» **WHAT IS REQUIRED**:
Count the lines in the items below that contain the string "aerial", and reply with that number alone.

» **INPUT RECORDS**:
_____
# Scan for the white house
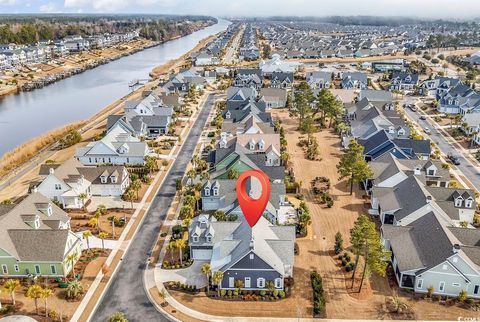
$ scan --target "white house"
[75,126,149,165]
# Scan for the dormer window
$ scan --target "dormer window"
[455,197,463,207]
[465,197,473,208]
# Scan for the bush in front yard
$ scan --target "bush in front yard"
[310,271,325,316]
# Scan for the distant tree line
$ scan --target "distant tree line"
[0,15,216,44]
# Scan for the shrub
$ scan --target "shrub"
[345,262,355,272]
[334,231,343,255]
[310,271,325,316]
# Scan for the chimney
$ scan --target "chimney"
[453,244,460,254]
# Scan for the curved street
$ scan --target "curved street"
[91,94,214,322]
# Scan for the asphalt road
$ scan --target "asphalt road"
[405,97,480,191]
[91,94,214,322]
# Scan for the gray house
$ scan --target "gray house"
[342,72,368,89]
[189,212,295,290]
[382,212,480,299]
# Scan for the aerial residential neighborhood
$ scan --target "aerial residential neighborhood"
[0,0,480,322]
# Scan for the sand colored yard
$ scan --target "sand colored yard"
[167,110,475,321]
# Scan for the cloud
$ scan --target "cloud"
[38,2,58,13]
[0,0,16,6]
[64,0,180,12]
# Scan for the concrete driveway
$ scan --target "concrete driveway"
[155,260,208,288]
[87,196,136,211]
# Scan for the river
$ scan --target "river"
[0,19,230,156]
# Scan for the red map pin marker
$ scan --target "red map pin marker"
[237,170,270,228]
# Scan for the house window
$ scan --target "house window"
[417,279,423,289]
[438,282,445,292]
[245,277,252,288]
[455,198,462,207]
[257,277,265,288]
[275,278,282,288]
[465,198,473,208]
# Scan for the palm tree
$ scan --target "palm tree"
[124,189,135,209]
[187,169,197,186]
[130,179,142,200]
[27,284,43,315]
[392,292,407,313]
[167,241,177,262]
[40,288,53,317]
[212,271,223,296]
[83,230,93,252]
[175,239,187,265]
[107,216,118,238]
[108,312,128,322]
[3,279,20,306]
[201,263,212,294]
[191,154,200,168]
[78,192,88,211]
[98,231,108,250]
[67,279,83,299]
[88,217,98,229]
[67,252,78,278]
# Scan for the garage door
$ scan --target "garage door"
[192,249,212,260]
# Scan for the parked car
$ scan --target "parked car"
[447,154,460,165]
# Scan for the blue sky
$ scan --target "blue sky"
_____
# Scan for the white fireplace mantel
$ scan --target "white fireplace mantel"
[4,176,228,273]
_____
» **WRITTEN ANSWER**:
2